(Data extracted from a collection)
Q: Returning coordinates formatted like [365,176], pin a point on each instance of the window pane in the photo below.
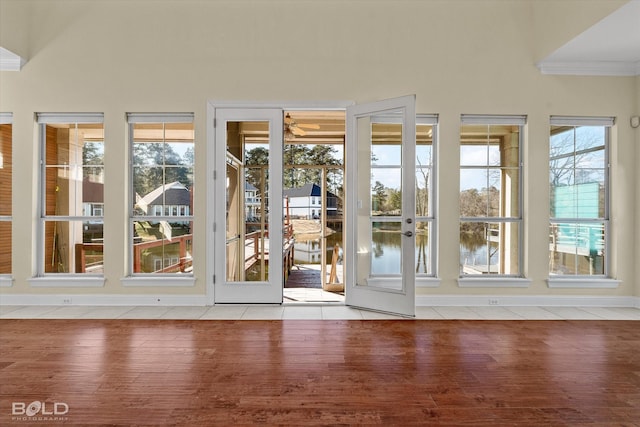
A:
[73,247]
[473,155]
[5,247]
[162,247]
[489,248]
[5,169]
[588,137]
[74,171]
[490,173]
[577,248]
[162,183]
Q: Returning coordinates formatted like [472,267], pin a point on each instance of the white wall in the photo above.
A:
[173,56]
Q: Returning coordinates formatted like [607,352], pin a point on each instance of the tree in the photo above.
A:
[156,164]
[378,196]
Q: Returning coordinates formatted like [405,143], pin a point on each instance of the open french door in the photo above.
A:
[380,206]
[248,236]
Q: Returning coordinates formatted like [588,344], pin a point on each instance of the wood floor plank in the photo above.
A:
[321,372]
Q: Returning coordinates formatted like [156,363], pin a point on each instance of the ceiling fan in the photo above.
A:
[293,128]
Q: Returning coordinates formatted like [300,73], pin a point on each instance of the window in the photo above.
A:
[70,235]
[425,195]
[162,157]
[5,194]
[490,195]
[579,196]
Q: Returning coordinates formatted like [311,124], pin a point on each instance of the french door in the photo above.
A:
[248,210]
[380,206]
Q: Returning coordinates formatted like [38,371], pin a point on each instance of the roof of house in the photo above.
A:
[306,191]
[92,192]
[174,193]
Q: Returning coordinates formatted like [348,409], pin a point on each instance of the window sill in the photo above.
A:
[67,281]
[493,282]
[583,282]
[158,281]
[6,281]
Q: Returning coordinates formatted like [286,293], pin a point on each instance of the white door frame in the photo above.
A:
[375,292]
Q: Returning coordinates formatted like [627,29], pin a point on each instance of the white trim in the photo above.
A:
[421,300]
[583,283]
[590,68]
[160,117]
[67,281]
[43,118]
[6,118]
[493,282]
[493,119]
[103,300]
[526,301]
[158,281]
[427,282]
[283,105]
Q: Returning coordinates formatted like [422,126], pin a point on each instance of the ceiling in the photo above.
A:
[611,47]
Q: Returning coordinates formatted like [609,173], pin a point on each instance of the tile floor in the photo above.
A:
[310,311]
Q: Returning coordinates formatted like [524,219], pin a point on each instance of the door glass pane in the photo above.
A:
[386,243]
[423,255]
[379,229]
[247,222]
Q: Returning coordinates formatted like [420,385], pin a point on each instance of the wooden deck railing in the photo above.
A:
[184,263]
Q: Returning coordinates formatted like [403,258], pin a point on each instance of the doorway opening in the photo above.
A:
[313,203]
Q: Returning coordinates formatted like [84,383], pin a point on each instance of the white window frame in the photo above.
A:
[6,280]
[590,281]
[500,280]
[42,279]
[152,279]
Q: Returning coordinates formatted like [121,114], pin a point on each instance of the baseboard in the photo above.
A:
[532,300]
[421,300]
[103,300]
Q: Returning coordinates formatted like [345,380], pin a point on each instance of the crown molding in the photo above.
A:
[590,68]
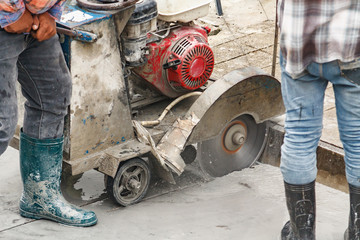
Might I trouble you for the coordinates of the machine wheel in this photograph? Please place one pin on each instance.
(131, 182)
(238, 146)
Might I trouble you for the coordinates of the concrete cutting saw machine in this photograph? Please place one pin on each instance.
(143, 99)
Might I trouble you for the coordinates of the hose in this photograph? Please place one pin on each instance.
(167, 109)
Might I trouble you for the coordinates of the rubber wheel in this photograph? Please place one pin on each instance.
(131, 182)
(238, 146)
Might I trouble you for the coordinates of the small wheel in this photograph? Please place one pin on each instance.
(131, 182)
(238, 146)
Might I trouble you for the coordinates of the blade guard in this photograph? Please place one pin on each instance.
(243, 91)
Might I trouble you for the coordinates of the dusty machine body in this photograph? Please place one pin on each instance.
(129, 60)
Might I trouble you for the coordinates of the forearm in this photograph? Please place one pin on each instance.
(10, 11)
(57, 9)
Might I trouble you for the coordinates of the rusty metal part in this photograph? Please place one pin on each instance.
(82, 36)
(120, 5)
(245, 91)
(238, 146)
(130, 183)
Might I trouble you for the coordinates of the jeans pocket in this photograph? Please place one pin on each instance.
(351, 71)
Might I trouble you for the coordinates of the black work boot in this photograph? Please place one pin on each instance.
(353, 231)
(300, 201)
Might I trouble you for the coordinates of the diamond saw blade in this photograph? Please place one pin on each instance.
(238, 146)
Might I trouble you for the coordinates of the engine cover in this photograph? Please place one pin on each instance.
(180, 63)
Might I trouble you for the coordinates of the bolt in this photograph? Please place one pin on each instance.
(238, 138)
(134, 184)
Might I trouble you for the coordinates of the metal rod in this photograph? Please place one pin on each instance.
(276, 38)
(77, 34)
(106, 6)
(219, 7)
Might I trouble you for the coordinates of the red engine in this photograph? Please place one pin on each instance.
(181, 62)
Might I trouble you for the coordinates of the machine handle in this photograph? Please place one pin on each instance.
(118, 5)
(78, 35)
(172, 64)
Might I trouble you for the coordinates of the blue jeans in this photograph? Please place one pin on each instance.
(304, 99)
(45, 82)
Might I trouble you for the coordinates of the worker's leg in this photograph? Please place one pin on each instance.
(46, 84)
(303, 99)
(347, 96)
(11, 45)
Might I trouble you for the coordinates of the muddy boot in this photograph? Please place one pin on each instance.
(353, 231)
(300, 200)
(40, 166)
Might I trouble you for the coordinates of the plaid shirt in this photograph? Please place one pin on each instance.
(12, 10)
(318, 31)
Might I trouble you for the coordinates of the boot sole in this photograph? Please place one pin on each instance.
(37, 216)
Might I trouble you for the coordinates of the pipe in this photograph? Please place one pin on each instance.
(82, 36)
(276, 39)
(167, 109)
(219, 7)
(121, 4)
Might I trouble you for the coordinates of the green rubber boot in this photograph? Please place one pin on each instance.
(40, 166)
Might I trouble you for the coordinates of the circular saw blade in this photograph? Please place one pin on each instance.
(217, 161)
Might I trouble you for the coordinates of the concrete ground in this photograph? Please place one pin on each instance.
(247, 205)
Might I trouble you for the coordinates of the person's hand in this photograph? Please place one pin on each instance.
(43, 27)
(22, 25)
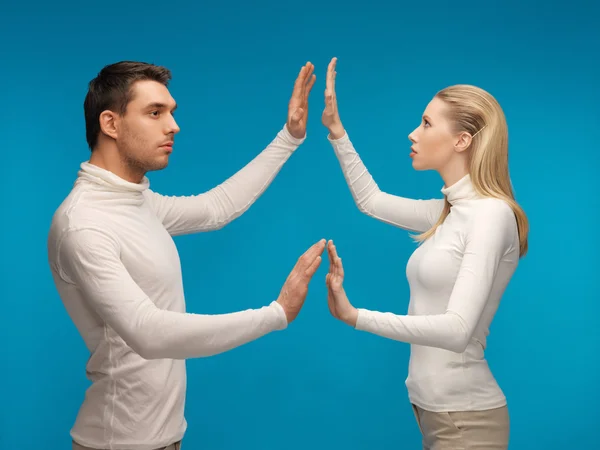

* WHAT TO DO
Identify each line in the records above containing the word "window"; copy those lines.

* ANSWER TO THE EXERCISE
Q: Returning coordinates formatted like [365,176], pin a point on each instance of the window pane in the photo below.
Q: Returning coordinates formatted like [300,73], pin a point on each instance of the window in the photo above.
Q: Returning coordinates formatted like [348,409], pin a point on each instance of the window sill in the photo above.
Q: Returning coordinates formatted like [84,383], pin a point on each instance of the white window frame in the photo above.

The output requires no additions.